§ **Dati di etichettatura con coordinate**:
※

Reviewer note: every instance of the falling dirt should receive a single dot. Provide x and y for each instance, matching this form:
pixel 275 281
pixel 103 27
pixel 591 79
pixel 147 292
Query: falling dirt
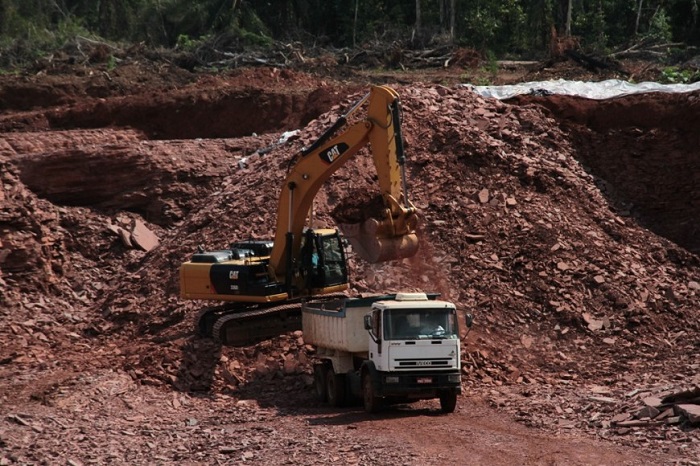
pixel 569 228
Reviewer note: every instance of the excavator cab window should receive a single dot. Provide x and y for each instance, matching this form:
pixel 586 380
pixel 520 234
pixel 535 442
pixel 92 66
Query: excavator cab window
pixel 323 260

※

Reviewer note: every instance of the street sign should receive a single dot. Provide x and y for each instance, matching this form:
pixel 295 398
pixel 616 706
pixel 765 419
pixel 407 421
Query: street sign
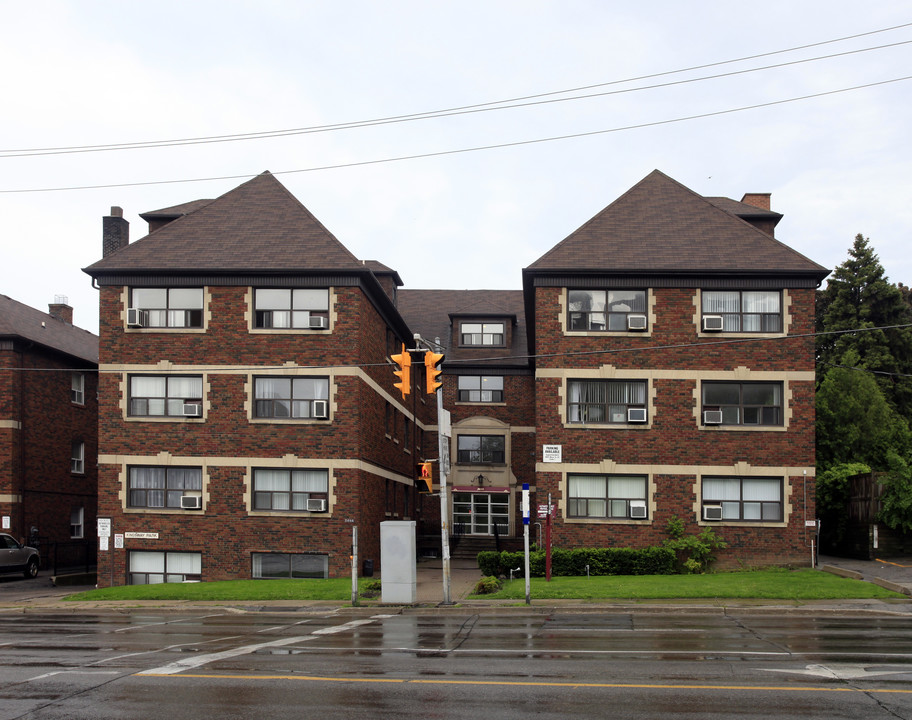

※

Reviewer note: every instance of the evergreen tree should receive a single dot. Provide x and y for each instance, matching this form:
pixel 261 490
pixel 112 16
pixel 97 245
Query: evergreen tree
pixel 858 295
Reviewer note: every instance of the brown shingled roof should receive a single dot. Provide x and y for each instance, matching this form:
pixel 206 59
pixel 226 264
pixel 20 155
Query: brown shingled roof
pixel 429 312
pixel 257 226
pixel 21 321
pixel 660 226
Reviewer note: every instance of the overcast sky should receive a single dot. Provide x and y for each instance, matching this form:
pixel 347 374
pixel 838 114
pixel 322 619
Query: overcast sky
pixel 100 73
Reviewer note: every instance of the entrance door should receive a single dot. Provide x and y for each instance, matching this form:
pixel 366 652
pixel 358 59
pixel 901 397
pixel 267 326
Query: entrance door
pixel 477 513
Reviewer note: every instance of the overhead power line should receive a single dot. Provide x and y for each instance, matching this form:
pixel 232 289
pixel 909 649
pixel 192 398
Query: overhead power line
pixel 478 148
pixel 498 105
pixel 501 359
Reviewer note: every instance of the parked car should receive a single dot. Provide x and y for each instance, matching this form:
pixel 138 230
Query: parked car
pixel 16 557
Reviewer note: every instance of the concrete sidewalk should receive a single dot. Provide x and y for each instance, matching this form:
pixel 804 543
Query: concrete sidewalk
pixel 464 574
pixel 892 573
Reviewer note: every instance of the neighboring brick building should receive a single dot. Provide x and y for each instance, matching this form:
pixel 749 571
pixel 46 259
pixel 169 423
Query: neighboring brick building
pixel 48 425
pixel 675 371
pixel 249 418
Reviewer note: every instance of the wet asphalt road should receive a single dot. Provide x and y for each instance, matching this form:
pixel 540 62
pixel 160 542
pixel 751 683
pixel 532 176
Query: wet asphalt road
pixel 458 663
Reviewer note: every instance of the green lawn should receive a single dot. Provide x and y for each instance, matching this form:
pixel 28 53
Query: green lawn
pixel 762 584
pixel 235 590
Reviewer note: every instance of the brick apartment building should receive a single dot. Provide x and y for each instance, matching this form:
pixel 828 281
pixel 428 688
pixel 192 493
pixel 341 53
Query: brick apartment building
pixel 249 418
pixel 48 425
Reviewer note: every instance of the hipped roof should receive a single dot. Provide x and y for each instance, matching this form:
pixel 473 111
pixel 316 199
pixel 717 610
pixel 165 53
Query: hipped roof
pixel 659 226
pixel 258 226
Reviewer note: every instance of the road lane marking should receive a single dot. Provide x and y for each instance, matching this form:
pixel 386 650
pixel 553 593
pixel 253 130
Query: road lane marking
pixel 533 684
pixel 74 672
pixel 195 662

※

Duplica parola per parola le righe dell'elenco: comincia dalla riga che contiene "Reviewer note: every instance of the falling" e fermati dopo quella che contiene "pixel 323 260". Non includere le immagini nella risposta.

§ **Risposta completa**:
Reviewer note: every instance of the falling dirt should receive a single dot. Provide x and y for each instance, matching this form:
pixel 275 281
pixel 103 27
pixel 591 79
pixel 147 292
Query: falling dirt
pixel 569 228
Reviewer note: every instance of the excavator cab window should receive a single dot. Provide x and y for each instance, matching this form:
pixel 586 380
pixel 520 234
pixel 535 442
pixel 92 66
Query: excavator cab window
pixel 323 260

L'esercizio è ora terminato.